→ Task requirements
Copy the entries below line for line, with no changes.

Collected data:
——————————
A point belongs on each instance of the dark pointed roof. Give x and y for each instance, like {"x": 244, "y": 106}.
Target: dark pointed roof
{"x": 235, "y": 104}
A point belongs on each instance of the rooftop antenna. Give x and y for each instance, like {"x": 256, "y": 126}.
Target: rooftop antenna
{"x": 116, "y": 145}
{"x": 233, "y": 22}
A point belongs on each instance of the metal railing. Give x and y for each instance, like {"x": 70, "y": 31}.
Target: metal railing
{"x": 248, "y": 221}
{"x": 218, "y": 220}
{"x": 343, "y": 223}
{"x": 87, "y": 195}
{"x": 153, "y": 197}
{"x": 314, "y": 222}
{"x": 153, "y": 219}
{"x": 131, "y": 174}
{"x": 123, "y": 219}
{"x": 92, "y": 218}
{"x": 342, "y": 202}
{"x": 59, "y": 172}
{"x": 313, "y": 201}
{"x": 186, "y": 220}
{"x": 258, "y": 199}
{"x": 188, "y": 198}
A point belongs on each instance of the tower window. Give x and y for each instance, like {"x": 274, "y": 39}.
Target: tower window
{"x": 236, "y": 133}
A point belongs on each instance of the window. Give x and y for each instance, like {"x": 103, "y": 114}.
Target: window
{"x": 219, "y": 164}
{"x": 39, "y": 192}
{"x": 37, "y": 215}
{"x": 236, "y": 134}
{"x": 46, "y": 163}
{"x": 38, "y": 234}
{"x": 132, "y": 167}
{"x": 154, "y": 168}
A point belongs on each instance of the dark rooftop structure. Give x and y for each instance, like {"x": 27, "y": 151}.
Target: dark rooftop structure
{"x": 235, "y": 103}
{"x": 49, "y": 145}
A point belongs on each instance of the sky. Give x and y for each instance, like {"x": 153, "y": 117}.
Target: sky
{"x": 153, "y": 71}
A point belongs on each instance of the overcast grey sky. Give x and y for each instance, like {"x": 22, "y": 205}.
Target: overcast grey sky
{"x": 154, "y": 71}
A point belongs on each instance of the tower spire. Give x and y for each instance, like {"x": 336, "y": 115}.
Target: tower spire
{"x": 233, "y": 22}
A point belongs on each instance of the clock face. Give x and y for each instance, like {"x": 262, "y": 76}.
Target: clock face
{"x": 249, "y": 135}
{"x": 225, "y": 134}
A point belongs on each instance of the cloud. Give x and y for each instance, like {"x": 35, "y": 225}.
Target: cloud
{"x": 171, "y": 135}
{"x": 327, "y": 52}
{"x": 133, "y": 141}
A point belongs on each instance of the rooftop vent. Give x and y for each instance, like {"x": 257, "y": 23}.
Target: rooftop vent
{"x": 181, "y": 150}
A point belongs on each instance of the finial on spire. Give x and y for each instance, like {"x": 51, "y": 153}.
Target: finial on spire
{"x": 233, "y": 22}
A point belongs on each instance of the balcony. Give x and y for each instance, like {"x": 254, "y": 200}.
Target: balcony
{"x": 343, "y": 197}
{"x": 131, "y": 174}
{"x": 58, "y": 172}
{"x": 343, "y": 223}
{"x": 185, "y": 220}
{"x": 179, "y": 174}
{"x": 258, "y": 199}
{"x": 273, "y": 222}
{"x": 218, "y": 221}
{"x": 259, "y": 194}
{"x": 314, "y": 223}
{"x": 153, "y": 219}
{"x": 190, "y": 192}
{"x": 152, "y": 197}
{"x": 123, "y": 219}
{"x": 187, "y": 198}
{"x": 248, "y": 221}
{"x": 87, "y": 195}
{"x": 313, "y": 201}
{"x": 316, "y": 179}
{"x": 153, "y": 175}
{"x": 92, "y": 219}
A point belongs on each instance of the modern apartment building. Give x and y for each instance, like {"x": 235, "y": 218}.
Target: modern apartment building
——————————
→ Result of this exercise
A point belongs on each instance of the dark pointed roof. Give x and y for each instance, like {"x": 244, "y": 106}.
Target: dark pointed roof
{"x": 235, "y": 104}
A point belongs on each instance of the rooftop antenna. Give x and y for each instance, like {"x": 256, "y": 126}.
Target: rooftop antenna
{"x": 116, "y": 145}
{"x": 233, "y": 22}
A point belongs on each instance of the metal railing. Give x and y for each instance, like {"x": 70, "y": 31}.
Target: metal railing
{"x": 248, "y": 221}
{"x": 218, "y": 220}
{"x": 343, "y": 223}
{"x": 87, "y": 195}
{"x": 153, "y": 197}
{"x": 314, "y": 222}
{"x": 153, "y": 219}
{"x": 131, "y": 174}
{"x": 123, "y": 219}
{"x": 92, "y": 218}
{"x": 342, "y": 202}
{"x": 59, "y": 172}
{"x": 313, "y": 201}
{"x": 186, "y": 220}
{"x": 258, "y": 199}
{"x": 188, "y": 198}
A point belongs on each instance of the tower window. Give x and y for each instance, like {"x": 274, "y": 39}.
Target: tower window
{"x": 236, "y": 133}
A point belongs on each instance of the window. Give x and y for each instance, like {"x": 103, "y": 114}.
Target: window
{"x": 219, "y": 164}
{"x": 39, "y": 192}
{"x": 37, "y": 215}
{"x": 236, "y": 134}
{"x": 46, "y": 163}
{"x": 38, "y": 234}
{"x": 132, "y": 167}
{"x": 154, "y": 168}
A point belongs on each instance of the dark rooftop structure. Give x and y for each instance, like {"x": 27, "y": 151}.
Target: dark rooftop structure
{"x": 235, "y": 103}
{"x": 49, "y": 145}
A point belongs on each instance of the sky. Give x and y for each instance, like {"x": 153, "y": 117}.
Target: sky
{"x": 153, "y": 71}
A point belongs on each instance of the overcast grey sky. Give x and y for each instance, like {"x": 22, "y": 205}.
Target: overcast grey sky
{"x": 154, "y": 71}
A point belongs on each instance of the tower spire. Give x and y for each instance, like {"x": 336, "y": 115}.
Target: tower spire
{"x": 233, "y": 22}
A point belongs on each instance of the clock face. Give x and y for each instance, like {"x": 262, "y": 76}.
Target: clock face
{"x": 249, "y": 135}
{"x": 225, "y": 134}
A point belongs on each instance of the cloud. Give x and y for each instance, like {"x": 35, "y": 225}.
Target: cloud
{"x": 171, "y": 135}
{"x": 327, "y": 52}
{"x": 133, "y": 141}
A point belongs on each instance of the rooftop vent. Give x and y for each instance, like {"x": 257, "y": 23}.
Target: rooftop vent
{"x": 181, "y": 150}
A point belongs on each instance of the finial on spire. Give x and y for each instance, like {"x": 51, "y": 153}.
Target: finial on spire
{"x": 233, "y": 22}
A point belongs on each instance of the balcony. Give x and y for each instance, like {"x": 254, "y": 200}.
Target: balcony
{"x": 343, "y": 197}
{"x": 131, "y": 174}
{"x": 58, "y": 172}
{"x": 343, "y": 223}
{"x": 185, "y": 220}
{"x": 179, "y": 174}
{"x": 258, "y": 199}
{"x": 273, "y": 222}
{"x": 218, "y": 221}
{"x": 259, "y": 194}
{"x": 314, "y": 223}
{"x": 153, "y": 219}
{"x": 190, "y": 192}
{"x": 152, "y": 197}
{"x": 123, "y": 219}
{"x": 187, "y": 198}
{"x": 248, "y": 221}
{"x": 87, "y": 195}
{"x": 313, "y": 201}
{"x": 316, "y": 179}
{"x": 153, "y": 175}
{"x": 92, "y": 219}
A point belongs on each instance of the modern apartment building. Give x and y for each instance, like {"x": 235, "y": 218}.
Target: modern apartment building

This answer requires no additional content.